*** Opening RECORDS FOR THE EXERCISE ***
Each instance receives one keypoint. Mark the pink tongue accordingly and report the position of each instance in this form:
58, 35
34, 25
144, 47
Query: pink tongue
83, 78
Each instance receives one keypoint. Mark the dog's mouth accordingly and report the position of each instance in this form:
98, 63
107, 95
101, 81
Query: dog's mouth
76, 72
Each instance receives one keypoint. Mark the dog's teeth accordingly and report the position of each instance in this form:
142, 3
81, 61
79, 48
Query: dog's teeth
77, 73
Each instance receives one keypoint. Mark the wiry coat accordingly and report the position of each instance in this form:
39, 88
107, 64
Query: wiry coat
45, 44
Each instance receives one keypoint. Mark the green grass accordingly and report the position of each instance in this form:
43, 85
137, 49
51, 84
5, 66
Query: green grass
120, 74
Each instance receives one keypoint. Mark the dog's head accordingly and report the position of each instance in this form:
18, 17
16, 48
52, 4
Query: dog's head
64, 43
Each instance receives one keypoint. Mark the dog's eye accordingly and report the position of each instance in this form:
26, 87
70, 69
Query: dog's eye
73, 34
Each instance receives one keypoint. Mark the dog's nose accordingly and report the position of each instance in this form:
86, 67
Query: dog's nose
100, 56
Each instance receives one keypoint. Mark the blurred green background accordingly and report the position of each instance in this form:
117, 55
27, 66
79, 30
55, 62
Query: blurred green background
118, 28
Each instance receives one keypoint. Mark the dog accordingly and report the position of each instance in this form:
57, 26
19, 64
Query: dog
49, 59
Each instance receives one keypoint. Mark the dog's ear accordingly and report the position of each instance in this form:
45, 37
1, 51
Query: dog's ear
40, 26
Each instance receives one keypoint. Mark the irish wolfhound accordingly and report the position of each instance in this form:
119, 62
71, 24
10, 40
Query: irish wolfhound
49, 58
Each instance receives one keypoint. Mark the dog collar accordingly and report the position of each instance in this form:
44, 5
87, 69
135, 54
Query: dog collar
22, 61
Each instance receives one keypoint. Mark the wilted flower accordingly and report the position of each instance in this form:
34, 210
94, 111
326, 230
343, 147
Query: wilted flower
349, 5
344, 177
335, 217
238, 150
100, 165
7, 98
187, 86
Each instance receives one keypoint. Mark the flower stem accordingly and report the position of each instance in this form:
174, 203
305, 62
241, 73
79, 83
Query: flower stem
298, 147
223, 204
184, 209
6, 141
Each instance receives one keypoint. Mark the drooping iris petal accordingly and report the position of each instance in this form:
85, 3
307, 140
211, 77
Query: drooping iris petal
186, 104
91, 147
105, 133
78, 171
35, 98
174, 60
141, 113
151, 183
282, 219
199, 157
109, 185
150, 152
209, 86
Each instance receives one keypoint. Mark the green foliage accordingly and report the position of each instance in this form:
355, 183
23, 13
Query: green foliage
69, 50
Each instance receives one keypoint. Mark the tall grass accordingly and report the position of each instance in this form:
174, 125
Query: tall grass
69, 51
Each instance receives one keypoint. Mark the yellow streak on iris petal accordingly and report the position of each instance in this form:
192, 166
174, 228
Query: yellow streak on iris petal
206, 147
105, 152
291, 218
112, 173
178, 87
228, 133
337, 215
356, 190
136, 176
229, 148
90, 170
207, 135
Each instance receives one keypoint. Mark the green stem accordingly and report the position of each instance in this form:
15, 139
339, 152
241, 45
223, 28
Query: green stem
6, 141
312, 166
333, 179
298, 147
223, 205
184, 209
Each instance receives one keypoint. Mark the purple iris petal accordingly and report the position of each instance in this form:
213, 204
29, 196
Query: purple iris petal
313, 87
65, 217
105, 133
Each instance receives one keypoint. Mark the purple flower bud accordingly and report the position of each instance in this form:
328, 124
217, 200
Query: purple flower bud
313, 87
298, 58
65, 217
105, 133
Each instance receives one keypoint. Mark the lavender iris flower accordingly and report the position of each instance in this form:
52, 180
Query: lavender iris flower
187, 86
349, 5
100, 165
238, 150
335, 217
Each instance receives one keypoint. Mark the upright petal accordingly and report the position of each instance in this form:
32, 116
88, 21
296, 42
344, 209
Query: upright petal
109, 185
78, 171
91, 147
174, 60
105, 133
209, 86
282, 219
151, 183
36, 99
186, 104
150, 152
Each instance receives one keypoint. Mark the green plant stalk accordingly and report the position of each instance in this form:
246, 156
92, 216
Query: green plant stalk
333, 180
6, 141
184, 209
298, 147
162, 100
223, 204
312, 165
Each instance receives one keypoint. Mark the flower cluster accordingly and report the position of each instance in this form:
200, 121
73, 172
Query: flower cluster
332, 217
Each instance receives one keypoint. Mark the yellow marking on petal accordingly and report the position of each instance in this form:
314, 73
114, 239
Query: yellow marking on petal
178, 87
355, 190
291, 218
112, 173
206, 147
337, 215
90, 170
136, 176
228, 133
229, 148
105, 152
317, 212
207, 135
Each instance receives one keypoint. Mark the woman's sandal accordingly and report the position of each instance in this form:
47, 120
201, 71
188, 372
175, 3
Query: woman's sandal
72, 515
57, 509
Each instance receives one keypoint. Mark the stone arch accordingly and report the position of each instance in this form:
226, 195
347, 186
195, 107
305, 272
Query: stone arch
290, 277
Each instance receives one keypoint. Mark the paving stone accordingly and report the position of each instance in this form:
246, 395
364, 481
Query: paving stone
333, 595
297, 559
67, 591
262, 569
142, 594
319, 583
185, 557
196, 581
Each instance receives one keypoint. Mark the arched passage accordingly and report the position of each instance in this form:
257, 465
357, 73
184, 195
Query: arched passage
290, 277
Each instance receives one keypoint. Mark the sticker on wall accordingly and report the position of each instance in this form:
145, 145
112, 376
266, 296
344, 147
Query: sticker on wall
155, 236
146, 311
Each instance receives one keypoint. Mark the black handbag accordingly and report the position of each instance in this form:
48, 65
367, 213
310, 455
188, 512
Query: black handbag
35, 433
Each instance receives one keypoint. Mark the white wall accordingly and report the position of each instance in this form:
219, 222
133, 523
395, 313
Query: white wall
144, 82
*** Closing RECORDS FOR THE EXERCISE ***
**WHAT IS REQUIRED:**
Transcribe all the entries, keeping each one exactly as it is.

**TASK RESULT:**
Each instance receives one keypoint. Mark the pink tongue accordingly and report the position of each instance in this form:
58, 35
34, 25
144, 47
Query: pink tongue
83, 78
Each instance receives one keypoint. Mark the dog's mouth accordingly and report the position of each instance in this form:
98, 63
107, 95
101, 81
Query: dog's mouth
76, 72
Each instance receives one keypoint. Mark the dog's teeth accordingly and report the position of each instance in this form:
142, 3
81, 61
79, 48
Query: dog's teeth
77, 73
Each instance receives one keypoint. Mark the wiry coat accordingly and report the position of each instance in this form:
39, 88
107, 64
Query: wiry coat
45, 44
Each instance receives one keypoint. Mark the green grass accordingly and report the position of each instance in this form:
43, 85
137, 49
51, 84
5, 66
Query: green grass
120, 74
Each instance receives one keypoint. Mark the dog's head accordingly and report the position of each instance in this form:
18, 17
16, 48
52, 4
Query: dog's head
64, 43
Each instance receives one keypoint. Mark the dog's eye accordingly and report the position of each instance in this form:
26, 87
70, 69
Query: dog's eye
73, 34
Each instance receives one keypoint. Mark the dog's nose accordingly and report the position of each instance in this form:
86, 67
Query: dog's nose
100, 56
Each instance receives one keypoint. Mark the blurred green background accordingly and report the position of each instance in this form:
117, 55
27, 66
79, 30
55, 62
Query: blurred green background
118, 28
Each instance receives one keypoint. Mark the dog accordingly and report the position of each instance in this form:
57, 26
19, 64
Query: dog
49, 59
Each instance receives one keypoint. Mark the dog's ear accordingly and report the position of each instance in this form:
45, 37
1, 51
Query: dog's ear
40, 26
Each instance receives one keypoint. Mark the irish wolfhound accordingly and report the position of each instance in this form:
119, 62
71, 24
10, 40
Query: irish wolfhound
49, 58
Each instance receives one keypoint. Mark the dog collar accordingly and report the position of each instance in this form:
44, 5
87, 69
135, 54
Query: dog collar
22, 61
Each instance receives one keypoint. Mark the wilted flower accordingly and report the position of each instance in this form:
34, 210
94, 111
326, 230
343, 147
Query: wilted flower
349, 5
344, 177
335, 217
238, 150
100, 165
7, 98
187, 86
Each instance receives one keypoint. Mark the flower stem accordingly and report the position of each instance in this form:
174, 203
305, 62
241, 73
79, 83
Query: flower stem
298, 147
223, 204
184, 209
6, 141
Each instance receives one keypoint. Mark the drooping iris petal accordingly and report the position of each instance in this form:
85, 3
307, 140
211, 77
Query: drooping iris petal
186, 104
91, 147
105, 133
78, 171
35, 98
174, 60
141, 113
151, 183
282, 219
199, 157
109, 185
150, 152
209, 86
Each instance receives one keypoint. Mark the green foliage accordingly and report the position of each instance in this form:
355, 183
23, 13
Query: green foliage
69, 50
Each instance receives one keypoint. Mark the tall grass accordingly and report the position of each instance in this form:
174, 125
Query: tall grass
69, 51
Each instance receives one keypoint. Mark the yellow streak on iris petal accordingly and report the position of each instance in this form:
192, 166
174, 228
Query: yellow streak on iris petal
206, 147
105, 152
291, 218
112, 173
178, 87
228, 133
337, 215
356, 190
136, 176
229, 148
90, 170
207, 135
Each instance receives one keypoint. Mark the green stem accordingly and report the position of each instance in this form:
15, 139
339, 152
241, 45
223, 28
Query: green stem
6, 141
312, 166
333, 179
298, 147
223, 205
184, 209
Each instance receives one keypoint. Mark the purple iris petal accordingly and report the position of each instance in this form:
213, 204
29, 196
Query: purple iris petal
313, 87
65, 217
105, 133
Each instance receives one keypoint. Mark the purple flower bud accordingly and report the position of each instance in this form:
328, 124
217, 200
Query: purple flower bud
313, 87
298, 58
65, 217
105, 133
Each instance receives one keypoint. Mark the lavender iris flower accordingly and report the position of each instance in this form:
52, 180
Query: lavender iris flower
187, 86
349, 5
100, 165
238, 150
335, 217
Each instance receives one keypoint. Mark the upright petal accordingly and report the position of each instance in this form:
32, 116
88, 21
296, 42
344, 209
Query: upright petal
109, 185
78, 171
91, 147
174, 60
105, 133
209, 86
282, 219
151, 183
36, 99
186, 104
150, 152
Each instance receives one keypoint. Mark the green plant stalk accordingly and report the position of each instance in this form:
246, 156
92, 216
Query: green plant stalk
333, 180
6, 141
184, 209
298, 147
162, 100
223, 204
312, 165
Each instance receives one keypoint. Mark the flower cluster accordingly and report the position of each instance in this form:
200, 121
73, 172
Query: flower cluster
332, 217
Each instance receives one keypoint. Mark the yellow marking on petal accordingly and report the position of each instance in this form:
314, 73
114, 239
Query: yellow marking on petal
178, 87
355, 190
291, 218
112, 173
206, 147
337, 215
90, 170
136, 176
228, 133
229, 148
105, 152
317, 212
207, 135
Each instance receives one keypoint. Mark the woman's sandal accordingly and report the position of each instance in this form:
47, 120
201, 71
188, 372
175, 3
Query: woman's sandal
72, 515
57, 509
Each instance receives one keypoint. Mark the stone arch accordingly and report the position of each instance in this form:
226, 195
347, 186
195, 107
305, 272
Query: stone arch
290, 277
Each instance receives one keypoint. Mark the paving stone accordingly and report the position of each instance in this form:
246, 395
364, 481
Query: paving stone
333, 595
297, 559
67, 591
262, 569
142, 594
319, 583
185, 557
196, 581
Each instance receives one keypoint. Mark the arched passage accordingly and report the position of each instance in this form:
257, 465
357, 73
184, 195
Query: arched passage
290, 277
Each instance receives one keypoint. Mark the sticker on wall accordingly and report the position of each instance in this form:
145, 145
112, 376
266, 296
344, 147
Query: sticker on wall
155, 236
146, 311
Each instance receives one keypoint. Mark the black handbag accordingly and report the position of each instance in this form:
48, 65
367, 213
310, 455
188, 512
Query: black handbag
35, 433
Each instance receives one keypoint. Mark the white wall accordingly and report the position of each instance in this form:
219, 222
133, 523
395, 313
Query: white wall
144, 82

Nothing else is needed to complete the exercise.